> [Problem to work on]
Copy out every one of the records below, line by line, without changing anything.
====
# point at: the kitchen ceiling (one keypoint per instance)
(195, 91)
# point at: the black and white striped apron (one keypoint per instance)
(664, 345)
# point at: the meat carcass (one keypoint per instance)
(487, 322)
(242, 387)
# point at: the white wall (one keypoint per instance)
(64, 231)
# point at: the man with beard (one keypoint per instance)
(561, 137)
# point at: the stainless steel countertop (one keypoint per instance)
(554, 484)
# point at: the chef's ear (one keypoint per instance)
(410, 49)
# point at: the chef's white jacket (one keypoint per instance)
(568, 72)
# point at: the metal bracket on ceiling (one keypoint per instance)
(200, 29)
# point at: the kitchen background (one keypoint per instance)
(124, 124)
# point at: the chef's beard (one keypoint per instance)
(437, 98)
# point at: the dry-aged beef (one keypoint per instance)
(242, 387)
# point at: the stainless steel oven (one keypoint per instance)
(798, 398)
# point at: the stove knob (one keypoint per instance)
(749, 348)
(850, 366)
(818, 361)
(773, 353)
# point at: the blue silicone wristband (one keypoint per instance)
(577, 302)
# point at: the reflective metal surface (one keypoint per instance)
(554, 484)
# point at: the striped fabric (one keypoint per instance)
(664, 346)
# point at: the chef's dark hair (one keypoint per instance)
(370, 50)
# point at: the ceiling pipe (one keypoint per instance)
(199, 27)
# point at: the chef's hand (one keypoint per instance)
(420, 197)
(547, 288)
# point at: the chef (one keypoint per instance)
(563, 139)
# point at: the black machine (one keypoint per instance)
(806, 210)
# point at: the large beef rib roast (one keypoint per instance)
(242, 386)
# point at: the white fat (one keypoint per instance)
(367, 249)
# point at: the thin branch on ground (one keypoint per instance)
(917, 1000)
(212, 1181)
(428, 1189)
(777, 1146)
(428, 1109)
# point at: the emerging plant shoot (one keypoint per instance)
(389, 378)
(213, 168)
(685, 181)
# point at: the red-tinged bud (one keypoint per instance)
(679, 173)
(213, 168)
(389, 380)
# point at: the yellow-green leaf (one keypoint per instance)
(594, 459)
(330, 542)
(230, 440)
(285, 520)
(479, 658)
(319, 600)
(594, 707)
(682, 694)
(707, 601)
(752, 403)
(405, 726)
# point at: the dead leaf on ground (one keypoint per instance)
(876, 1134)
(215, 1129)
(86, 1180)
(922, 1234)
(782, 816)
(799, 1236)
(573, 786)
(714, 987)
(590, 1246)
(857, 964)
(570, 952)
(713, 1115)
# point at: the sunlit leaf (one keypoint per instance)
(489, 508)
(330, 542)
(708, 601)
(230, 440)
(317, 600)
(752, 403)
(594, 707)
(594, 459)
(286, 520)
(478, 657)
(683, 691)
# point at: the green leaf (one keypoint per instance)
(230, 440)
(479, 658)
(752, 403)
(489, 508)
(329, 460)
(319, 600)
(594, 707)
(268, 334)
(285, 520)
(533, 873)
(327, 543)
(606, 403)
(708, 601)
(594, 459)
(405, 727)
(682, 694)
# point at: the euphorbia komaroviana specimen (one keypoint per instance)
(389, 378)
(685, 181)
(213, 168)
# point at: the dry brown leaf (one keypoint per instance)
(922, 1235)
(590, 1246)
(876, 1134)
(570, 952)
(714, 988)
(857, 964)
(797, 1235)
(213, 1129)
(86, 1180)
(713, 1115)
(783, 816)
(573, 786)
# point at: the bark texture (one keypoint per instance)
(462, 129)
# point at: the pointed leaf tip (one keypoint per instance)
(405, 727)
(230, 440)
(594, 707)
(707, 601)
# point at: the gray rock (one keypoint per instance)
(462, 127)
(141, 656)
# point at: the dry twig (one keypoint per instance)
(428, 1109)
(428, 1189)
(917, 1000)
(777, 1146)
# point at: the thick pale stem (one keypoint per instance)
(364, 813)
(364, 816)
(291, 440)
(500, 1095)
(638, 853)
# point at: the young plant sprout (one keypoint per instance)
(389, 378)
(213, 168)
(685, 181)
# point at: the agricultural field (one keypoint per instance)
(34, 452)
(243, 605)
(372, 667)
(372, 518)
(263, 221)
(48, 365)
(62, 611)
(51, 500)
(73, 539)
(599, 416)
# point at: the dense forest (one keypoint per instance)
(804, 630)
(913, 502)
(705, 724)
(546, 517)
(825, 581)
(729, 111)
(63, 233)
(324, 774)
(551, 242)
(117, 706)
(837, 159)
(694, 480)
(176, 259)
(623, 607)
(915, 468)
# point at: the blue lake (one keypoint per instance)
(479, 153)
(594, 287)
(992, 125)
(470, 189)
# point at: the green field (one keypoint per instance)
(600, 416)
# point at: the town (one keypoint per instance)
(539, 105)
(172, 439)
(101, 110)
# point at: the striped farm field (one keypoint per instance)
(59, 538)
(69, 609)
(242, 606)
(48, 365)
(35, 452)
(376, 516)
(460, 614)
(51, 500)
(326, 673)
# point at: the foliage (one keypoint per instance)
====
> [Solution for this exercise]
# point at: the kitchen ceiling (one keypoint per instance)
(195, 91)
# point at: the black and white striped apron (one keypoint per instance)
(664, 345)
# point at: the meat carcass (one keypoint per instance)
(487, 322)
(242, 387)
# point at: the white wall (one keypoint per instance)
(64, 231)
# point at: the man with beard (one keypoint per instance)
(561, 137)
# point at: the stainless steel countertop (one keypoint per instance)
(554, 484)
# point at: the chef's ear (one keypoint per instance)
(410, 49)
# point at: the chef's white jacket (one keypoint per instance)
(568, 72)
# point at: the metal bracket on ceiling (one keypoint per instance)
(200, 29)
# point at: the kitchen background (one keypoint per instance)
(124, 124)
# point at: the chef's beard (one keypoint per instance)
(437, 98)
# point at: the dry-aged beef (one keypoint per instance)
(242, 387)
# point at: the stainless steel oven (one keypoint per instance)
(798, 398)
# point at: the stove knob (one keypoint per instance)
(749, 348)
(850, 366)
(818, 361)
(773, 353)
# point at: the blue silicone wristband (one keypoint per instance)
(577, 302)
# point at: the reflective metal surface (one keypoint per instance)
(554, 484)
# point at: the striped fabric (one keypoint per instance)
(664, 346)
# point at: the chef's dark hair (one keypoint per instance)
(370, 50)
# point at: the ceiling pipe (one keypoint per instance)
(199, 27)
# point at: the chef's hand (one keypoint per instance)
(420, 197)
(547, 288)
# point at: the chef (one keypoint per instance)
(563, 139)
# point at: the black machine (one keypoint per instance)
(806, 210)
# point at: the large beef rib roast (one keypoint per instance)
(242, 386)
# point at: the white fat (one keypoint per instance)
(367, 249)
# point at: the thin branch on ground (one keypoint per instance)
(917, 1000)
(212, 1181)
(428, 1189)
(777, 1146)
(428, 1109)
# point at: the emerging plant shoot (one keypoint per instance)
(389, 378)
(213, 168)
(685, 181)
# point at: the red-tinged bud (one keypoint per instance)
(679, 173)
(213, 168)
(389, 380)
# point at: the yellow-green leaf (one keypoint per instance)
(594, 459)
(330, 542)
(230, 440)
(285, 520)
(479, 658)
(319, 600)
(594, 707)
(682, 694)
(707, 601)
(752, 403)
(405, 726)
# point at: the dead leaf on ground (one keypoint per instance)
(876, 1134)
(215, 1129)
(86, 1180)
(922, 1234)
(782, 816)
(799, 1236)
(573, 786)
(714, 987)
(590, 1246)
(857, 964)
(570, 952)
(713, 1115)
# point at: the sunlit leaf (one keypoint per instance)
(489, 508)
(330, 542)
(708, 601)
(230, 440)
(317, 600)
(752, 403)
(594, 707)
(594, 459)
(286, 520)
(478, 657)
(683, 691)
# point at: the green leaf (one keypoint per instance)
(230, 440)
(479, 658)
(752, 403)
(489, 508)
(329, 460)
(319, 600)
(594, 707)
(268, 334)
(285, 520)
(533, 873)
(327, 543)
(606, 403)
(708, 601)
(594, 459)
(405, 727)
(682, 694)
# point at: the euphorbia komaroviana specimen (one keypoint per instance)
(389, 378)
(685, 181)
(213, 168)
# point at: the dry brown leaf (one keypoint per instance)
(922, 1235)
(590, 1246)
(876, 1134)
(570, 952)
(714, 988)
(857, 964)
(797, 1235)
(213, 1129)
(86, 1180)
(713, 1115)
(783, 816)
(573, 786)
# point at: the bark texture (one keypoint per instance)
(462, 129)
# point at: the pointed leaf tip (one keypoint per instance)
(405, 727)
(230, 440)
(594, 707)
(707, 601)
# point at: the gray rock (one keypoint per instance)
(462, 127)
(141, 656)
# point at: the dry twig (one keypoint per instance)
(428, 1109)
(428, 1189)
(917, 1000)
(777, 1146)
# point at: the thick pale stem (one keypoint per instance)
(364, 813)
(364, 816)
(291, 440)
(500, 1095)
(638, 853)
# point at: the young plant sprout (one keypoint per instance)
(389, 378)
(213, 168)
(685, 181)
# point at: the agricultural field (one keypoint per instance)
(34, 452)
(243, 605)
(372, 667)
(372, 518)
(263, 221)
(48, 365)
(62, 611)
(51, 500)
(73, 539)
(599, 416)
# point at: the dense forest (one keypoint per instance)
(804, 630)
(913, 502)
(705, 724)
(546, 517)
(825, 581)
(729, 111)
(63, 233)
(324, 774)
(551, 242)
(117, 706)
(837, 159)
(694, 480)
(176, 259)
(623, 607)
(915, 468)
# point at: the blue lake (one keypoint per instance)
(479, 153)
(594, 287)
(992, 125)
(470, 189)
# point at: the green field (one keypoint per instance)
(600, 416)
# point at: the town (one keypoint per instance)
(539, 105)
(172, 439)
(101, 110)
# point at: the striped farm field (one keypoint per instance)
(59, 538)
(69, 609)
(242, 606)
(48, 365)
(35, 452)
(376, 516)
(460, 614)
(51, 500)
(326, 673)
# point at: the foliage (one keypoint per instance)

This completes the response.